### Dataset rows

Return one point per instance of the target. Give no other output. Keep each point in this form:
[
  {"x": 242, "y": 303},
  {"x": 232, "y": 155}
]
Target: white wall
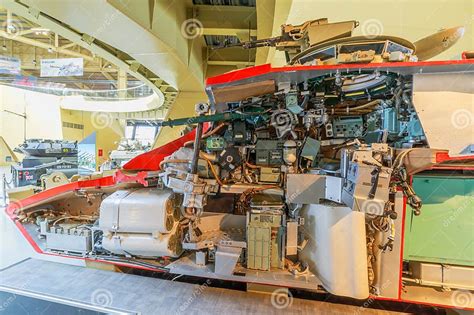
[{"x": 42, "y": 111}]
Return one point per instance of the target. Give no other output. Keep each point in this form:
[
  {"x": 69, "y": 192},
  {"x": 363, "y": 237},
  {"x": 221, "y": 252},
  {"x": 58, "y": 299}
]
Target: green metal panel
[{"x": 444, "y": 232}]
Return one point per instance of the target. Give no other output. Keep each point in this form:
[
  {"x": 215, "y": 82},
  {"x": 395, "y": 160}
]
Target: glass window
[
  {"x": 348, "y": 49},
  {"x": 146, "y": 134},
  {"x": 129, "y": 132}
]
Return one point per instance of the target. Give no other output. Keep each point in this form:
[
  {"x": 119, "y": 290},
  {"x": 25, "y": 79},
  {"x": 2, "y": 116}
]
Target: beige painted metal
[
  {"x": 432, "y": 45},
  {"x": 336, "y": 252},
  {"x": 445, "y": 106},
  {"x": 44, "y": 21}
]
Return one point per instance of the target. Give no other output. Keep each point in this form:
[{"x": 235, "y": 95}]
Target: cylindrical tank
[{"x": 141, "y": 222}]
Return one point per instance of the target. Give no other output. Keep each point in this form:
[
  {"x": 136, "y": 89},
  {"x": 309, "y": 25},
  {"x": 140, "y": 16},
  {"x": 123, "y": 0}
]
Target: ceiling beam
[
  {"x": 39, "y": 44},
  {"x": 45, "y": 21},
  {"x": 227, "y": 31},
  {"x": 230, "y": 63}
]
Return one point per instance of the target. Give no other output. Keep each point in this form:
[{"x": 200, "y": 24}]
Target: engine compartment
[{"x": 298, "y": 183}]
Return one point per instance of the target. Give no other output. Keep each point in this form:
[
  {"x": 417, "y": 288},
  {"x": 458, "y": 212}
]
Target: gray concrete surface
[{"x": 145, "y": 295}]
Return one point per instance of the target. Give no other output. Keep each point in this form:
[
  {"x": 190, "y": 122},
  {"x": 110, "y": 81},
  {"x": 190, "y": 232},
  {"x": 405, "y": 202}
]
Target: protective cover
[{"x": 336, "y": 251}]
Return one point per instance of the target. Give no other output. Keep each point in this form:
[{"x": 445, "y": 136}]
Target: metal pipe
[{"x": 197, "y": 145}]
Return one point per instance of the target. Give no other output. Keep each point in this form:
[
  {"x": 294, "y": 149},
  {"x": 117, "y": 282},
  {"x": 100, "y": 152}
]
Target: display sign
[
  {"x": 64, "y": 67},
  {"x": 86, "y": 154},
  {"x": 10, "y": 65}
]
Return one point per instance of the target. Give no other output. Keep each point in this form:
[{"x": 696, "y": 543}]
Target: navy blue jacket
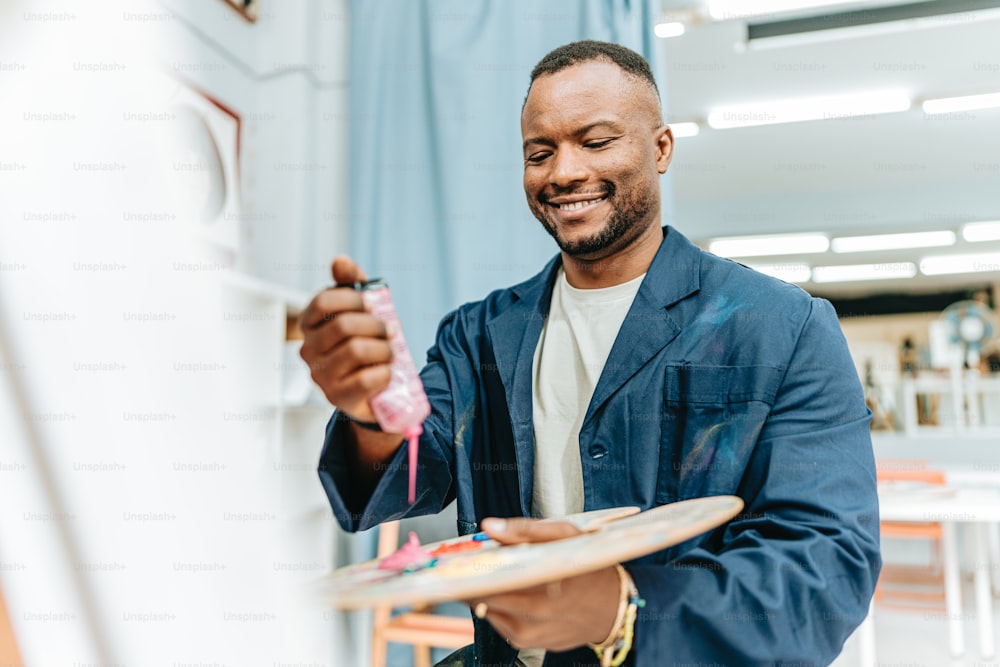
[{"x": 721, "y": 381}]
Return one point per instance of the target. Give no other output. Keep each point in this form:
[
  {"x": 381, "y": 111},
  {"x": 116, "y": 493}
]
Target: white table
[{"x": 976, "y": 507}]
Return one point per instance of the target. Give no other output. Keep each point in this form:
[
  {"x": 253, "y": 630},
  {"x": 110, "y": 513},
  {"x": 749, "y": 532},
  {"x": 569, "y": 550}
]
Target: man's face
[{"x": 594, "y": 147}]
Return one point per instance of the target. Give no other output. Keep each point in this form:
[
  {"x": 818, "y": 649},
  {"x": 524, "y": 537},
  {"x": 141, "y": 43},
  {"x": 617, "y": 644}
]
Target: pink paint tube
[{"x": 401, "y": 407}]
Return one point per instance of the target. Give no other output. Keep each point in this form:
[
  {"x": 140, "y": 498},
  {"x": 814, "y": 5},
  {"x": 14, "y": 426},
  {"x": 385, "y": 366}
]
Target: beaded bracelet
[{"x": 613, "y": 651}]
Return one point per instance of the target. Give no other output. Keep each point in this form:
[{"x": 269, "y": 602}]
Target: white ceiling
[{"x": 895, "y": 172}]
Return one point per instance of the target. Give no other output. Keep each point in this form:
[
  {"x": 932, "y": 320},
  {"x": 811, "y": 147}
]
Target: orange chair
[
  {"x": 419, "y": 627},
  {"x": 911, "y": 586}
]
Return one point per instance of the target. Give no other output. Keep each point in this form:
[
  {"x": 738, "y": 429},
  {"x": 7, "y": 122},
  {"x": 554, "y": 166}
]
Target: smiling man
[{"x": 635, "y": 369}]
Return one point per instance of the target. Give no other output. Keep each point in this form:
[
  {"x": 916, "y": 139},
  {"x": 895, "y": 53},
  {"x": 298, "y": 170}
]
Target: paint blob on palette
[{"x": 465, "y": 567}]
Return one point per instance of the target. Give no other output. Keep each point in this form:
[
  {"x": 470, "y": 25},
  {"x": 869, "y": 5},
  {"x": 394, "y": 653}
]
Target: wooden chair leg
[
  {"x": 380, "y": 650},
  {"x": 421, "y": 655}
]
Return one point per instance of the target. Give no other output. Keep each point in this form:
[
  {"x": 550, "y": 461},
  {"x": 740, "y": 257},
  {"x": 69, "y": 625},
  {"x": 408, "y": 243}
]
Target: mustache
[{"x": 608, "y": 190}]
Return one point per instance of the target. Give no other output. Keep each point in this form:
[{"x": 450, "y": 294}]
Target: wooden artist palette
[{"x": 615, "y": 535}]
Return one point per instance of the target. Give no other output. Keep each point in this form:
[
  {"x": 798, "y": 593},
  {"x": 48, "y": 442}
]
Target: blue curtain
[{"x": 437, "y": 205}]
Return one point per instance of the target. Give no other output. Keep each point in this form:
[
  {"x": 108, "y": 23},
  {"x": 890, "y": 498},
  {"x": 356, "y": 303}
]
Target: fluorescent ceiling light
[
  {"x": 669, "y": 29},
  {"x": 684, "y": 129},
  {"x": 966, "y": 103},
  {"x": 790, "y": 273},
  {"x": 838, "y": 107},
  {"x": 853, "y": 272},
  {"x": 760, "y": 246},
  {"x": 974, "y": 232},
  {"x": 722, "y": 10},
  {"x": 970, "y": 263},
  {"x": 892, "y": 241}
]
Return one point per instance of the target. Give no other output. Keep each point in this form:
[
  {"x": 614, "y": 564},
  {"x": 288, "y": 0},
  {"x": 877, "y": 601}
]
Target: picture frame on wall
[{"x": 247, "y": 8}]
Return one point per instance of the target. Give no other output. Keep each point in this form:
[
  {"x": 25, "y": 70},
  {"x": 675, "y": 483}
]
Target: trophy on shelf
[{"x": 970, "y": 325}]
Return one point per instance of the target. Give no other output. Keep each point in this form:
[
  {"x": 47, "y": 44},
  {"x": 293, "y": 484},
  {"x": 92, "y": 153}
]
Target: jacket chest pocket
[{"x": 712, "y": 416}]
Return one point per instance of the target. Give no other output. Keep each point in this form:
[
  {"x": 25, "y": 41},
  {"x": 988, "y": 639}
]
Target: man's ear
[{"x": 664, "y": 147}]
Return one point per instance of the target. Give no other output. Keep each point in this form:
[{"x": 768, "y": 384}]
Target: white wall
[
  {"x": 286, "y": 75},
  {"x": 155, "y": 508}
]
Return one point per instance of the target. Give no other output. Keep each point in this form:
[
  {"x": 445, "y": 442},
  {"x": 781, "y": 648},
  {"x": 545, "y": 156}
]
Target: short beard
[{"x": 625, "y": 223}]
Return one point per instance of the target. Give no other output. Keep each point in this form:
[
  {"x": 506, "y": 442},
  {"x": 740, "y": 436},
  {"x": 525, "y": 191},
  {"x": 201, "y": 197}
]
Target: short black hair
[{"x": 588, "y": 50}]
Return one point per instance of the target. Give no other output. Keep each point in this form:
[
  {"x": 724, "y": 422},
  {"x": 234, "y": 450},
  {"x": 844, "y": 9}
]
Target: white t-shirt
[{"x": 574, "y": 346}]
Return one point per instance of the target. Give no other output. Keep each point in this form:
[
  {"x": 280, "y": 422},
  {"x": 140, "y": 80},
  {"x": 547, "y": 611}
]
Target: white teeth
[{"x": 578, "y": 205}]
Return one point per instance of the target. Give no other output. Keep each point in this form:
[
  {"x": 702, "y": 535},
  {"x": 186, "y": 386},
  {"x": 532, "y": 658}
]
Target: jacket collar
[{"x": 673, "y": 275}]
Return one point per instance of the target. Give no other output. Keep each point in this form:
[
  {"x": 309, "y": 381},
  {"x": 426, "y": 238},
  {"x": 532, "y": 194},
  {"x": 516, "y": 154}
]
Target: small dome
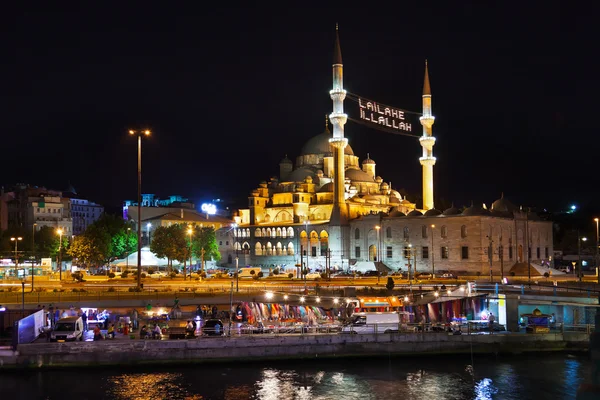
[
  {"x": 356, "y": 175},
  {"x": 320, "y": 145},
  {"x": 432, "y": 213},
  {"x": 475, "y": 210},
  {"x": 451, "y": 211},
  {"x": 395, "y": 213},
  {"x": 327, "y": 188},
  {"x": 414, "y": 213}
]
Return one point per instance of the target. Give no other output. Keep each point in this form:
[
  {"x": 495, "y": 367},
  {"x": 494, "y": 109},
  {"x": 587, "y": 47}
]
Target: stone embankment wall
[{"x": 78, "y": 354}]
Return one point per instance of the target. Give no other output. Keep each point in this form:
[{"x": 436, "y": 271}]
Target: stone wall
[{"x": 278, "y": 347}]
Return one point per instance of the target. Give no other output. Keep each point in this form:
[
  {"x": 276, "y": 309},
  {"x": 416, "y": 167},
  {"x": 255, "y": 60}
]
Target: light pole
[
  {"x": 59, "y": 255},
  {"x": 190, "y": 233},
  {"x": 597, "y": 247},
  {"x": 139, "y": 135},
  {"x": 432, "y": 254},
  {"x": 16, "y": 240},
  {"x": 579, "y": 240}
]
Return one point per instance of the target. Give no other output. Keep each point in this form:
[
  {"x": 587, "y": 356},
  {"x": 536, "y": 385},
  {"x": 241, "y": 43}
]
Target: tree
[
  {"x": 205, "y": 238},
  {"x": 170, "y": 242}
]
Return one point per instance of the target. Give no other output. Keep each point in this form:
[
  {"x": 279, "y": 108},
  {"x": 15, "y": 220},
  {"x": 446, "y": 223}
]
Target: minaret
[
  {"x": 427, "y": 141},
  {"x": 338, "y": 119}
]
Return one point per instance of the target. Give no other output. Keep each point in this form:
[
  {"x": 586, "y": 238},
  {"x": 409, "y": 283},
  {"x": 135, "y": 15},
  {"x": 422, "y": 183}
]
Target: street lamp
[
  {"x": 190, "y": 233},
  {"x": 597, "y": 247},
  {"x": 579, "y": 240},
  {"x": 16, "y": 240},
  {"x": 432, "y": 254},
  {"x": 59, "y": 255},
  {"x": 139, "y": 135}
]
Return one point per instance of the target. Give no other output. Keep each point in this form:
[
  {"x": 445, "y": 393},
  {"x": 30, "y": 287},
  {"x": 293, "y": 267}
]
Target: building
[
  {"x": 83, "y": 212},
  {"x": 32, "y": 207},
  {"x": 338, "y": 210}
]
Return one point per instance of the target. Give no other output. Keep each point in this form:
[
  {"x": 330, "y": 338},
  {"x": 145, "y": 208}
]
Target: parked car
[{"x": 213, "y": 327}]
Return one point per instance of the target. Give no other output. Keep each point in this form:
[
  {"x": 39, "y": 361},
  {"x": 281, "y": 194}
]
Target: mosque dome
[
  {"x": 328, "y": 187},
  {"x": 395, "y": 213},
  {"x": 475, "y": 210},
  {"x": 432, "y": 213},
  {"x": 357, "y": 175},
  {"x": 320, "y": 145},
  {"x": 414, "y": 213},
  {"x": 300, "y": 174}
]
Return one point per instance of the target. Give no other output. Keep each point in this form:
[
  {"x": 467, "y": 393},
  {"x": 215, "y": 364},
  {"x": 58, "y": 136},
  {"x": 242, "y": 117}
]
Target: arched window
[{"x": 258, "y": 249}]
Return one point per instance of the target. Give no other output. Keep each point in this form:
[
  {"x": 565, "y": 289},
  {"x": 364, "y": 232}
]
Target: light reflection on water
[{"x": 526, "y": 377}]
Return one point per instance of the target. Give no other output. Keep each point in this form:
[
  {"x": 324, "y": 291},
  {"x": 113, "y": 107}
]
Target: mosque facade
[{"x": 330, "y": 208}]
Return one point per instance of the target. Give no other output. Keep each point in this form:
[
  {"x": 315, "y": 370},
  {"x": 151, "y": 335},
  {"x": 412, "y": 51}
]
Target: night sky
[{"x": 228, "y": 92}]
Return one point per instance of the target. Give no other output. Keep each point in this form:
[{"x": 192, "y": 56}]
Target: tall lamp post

### YOUR GOAL
Pull out every line in the items above that contains the word "wall", copying each one in full.

### SOLUTION BELOW
Target: white wall
Target: picture frame on wall
Target: white wall
Target: stone embankment wall
Target: stone wall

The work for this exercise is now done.